Di Sāvatthī. “Para bhikkhu, Aku mengatakan bahwa penghancuran noda-noda adalah bagi orang yang mengetahui dan melihat, bukan bagi orang yang tidak mengetahui dan tidak melihat. Bagi orang yang mengatahui apakah, orang yang melihat apakah, maka penghancuran noda-noda terjadi? ‘Demikianlah bentuk, demikianlah asal-mulanya, demikianlah lenyapnya; demikianlah perasaan ... demikianlah persepsi ... demikianlah bentukan-bentukan kehendak ... demikianlah kesadaran, demikianlah asal-mulanya, demikianlah lenyapnya’: adalah bagi orang yang mengetahui demikian, bagi orang yang melihat demikian, maka penghancuran noda-noda terjadi. [30]

“Aku mengatakan, para bhikkhu, bahwa pengetahuan penghancuran sehubungan dengan kehancuran memiliki penyebab langsung; bukan tanpa penyebab langsung. Dan apakah penyebab langsung dari pengetahuan penghancuran? Harus dijawab: kebebasan.

“Aku mengatakan, para bhikkhu, bahwa kebebasan juga memiliki penyebab langsung; bukan tanpa penyebab langsung. Dan apakah penyebab langsung bagi kebebasan? Harus dijawab: kebosanan.

“Aku mengatakan, para bhikkhu, bahwa kebosanan juga memiliki penyebab langsung; bukan tanpa penyebab langsung. Dan apakah penyebab langsung bagi kebosanan? Harus dijawab: kejijikan.

“Aku mengatakan, para bhikkhu, bahwa kejijikan juga memiliki penyebab langsung; bukan tanpa penyebab langsung. Dan apakah penyebab langsung bagi kejijikan? Harus dijawab: pengetahuan dan penglihatan atas segala sesuatu sebagaimana adanya.

> _Informasi tercatat_
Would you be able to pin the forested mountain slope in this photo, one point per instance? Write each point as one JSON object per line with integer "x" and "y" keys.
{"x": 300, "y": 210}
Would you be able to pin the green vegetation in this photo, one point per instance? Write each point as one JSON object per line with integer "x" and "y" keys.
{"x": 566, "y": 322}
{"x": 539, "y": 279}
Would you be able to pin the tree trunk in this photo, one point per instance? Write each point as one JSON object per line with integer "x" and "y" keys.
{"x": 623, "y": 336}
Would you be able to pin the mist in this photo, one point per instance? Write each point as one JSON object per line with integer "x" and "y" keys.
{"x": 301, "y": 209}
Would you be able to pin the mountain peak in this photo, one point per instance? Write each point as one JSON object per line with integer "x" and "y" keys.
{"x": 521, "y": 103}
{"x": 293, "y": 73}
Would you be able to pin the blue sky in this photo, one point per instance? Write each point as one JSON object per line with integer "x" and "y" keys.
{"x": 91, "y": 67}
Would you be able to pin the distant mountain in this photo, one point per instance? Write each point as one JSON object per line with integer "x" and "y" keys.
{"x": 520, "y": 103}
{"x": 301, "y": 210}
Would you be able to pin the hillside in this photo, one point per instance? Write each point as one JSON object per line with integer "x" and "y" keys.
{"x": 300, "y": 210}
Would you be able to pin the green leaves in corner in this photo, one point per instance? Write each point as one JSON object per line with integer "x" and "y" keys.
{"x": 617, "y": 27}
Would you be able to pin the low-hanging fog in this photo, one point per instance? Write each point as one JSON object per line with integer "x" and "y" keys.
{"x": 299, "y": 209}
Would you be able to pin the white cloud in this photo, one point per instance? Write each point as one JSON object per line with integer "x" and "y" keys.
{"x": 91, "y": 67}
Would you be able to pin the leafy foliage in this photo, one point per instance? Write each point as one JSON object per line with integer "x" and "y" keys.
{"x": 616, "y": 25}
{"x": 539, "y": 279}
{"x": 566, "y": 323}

> _Petunjuk tugas_
1. Periksa apakah setiap pernyataan berikut sesuai dengan teks tentang penghancuran noda-noda: (a) penyebab langsung dari pengetahuan penghancuran adalah kebebasan; (b) penyebab langsung bagi kebosanan adalah kebebasan; (c) penghancuran noda-noda juga berlaku bagi orang yang tidak mengetahui dan tidak melihat. Jawab ya atau tidak untuk masing-masing, disertai kutipan persis dari teks yang menentukan jawabannya.
2. Teruskan teks tentang penghancuran noda-noda, dimulai sesudah kalimat terakhirnya.
Entri-entri di sini tidak ada kaitannya dengan teks tentang penghancuran noda-noda.

> _Jawaban_
1.
(a) Ya: "apakah penyebab langsung dari pengetahuan penghancuran? Harus dijawab: kebebasan."
(b) Tidak: "apakah penyebab langsung bagi kebosanan? Harus dijawab: kejijikan."
(c) Tidak: "bukan bagi orang yang tidak mengetahui dan tidak melihat"

2.
“Aku mengatakan, para bhikkhu, bahwa pengetahuan dan penglihatan atas segala sesuatu sebagaimana adanya juga memiliki penyebab langsung; bukan tanpa penyebab langsung. Dan apakah penyebab langsung bagi pengetahuan dan penglihatan atas segala sesuatu sebagaimana adanya? Harus dijawab: konsentrasi.

“Aku mengatakan, para bhikkhu, bahwa konsentrasi juga memiliki penyebab langsung; bukan tanpa penyebab langsung. Dan apakah penyebab langsung bagi konsentrasi? Harus dijawab: kebahagiaan.

“Aku mengatakan, para bhikkhu, bahwa kebahagiaan juga memiliki penyebab langsung; bukan tanpa penyebab langsung. Dan apakah penyebab langsung bagi kebahagiaan? Harus dijawab: ketenangan.

“Aku mengatakan, para bhikkhu, bahwa ketenangan juga memiliki penyebab langsung; bukan tanpa penyebab langsung. Dan apakah penyebab langsung bagi ketenangan? Harus dijawab: kegairahan.

“Aku mengatakan, para bhikkhu, bahwa kegairahan juga memiliki penyebab langsung; bukan tanpa penyebab langsung. Dan apakah penyebab langsung bagi kegairahan? Harus dijawab: kegembiraan.

“Aku mengatakan, para bhikkhu, bahwa kegembiraan juga memiliki penyebab langsung; bukan tanpa penyebab langsung. Dan apakah penyebab langsung bagi kegembiraan? Harus dijawab: keyakinan.

“Aku mengatakan, para bhikkhu, bahwa keyakinan juga memiliki penyebab langsung; bukan tanpa penyebab langsung. Dan apakah penyebab langsung bagi keyakinan? Harus dijawab: penderitaan.

“Aku mengatakan, para bhikkhu, bahwa penderitaan juga memiliki penyebab langsung; bukan tanpa penyebab langsung. Dan apakah penyebab langsung bagi penderitaan? Harus dijawab: kelahiran.

“Aku mengatakan, para bhikkhu, bahwa kelahiran juga memiliki penyebab langsung; bukan tanpa penyebab langsung. Dan apakah penyebab langsung bagi kelahiran? Harus dijawab: penjelmaan.

“Aku mengatakan, para bhikkhu, bahwa penjelmaan juga memiliki penyebab langsung; bukan tanpa penyebab langsung. Dan apakah penyebab langsung bagi penjelmaan? Harus dijawab: kemelekatan.

“Aku mengatakan, para bhikkhu, bahwa kemelekatan juga memiliki penyebab langsung; bukan tanpa penyebab langsung. Dan apakah penyebab langsung bagi kemelekatan? Harus dijawab: keinginan.

“Aku mengatakan, para bhikkhu, bahwa keinginan juga memiliki penyebab langsung; bukan tanpa penyebab langsung. Dan apakah penyebab langsung bagi keinginan? Harus dijawab: perasaan.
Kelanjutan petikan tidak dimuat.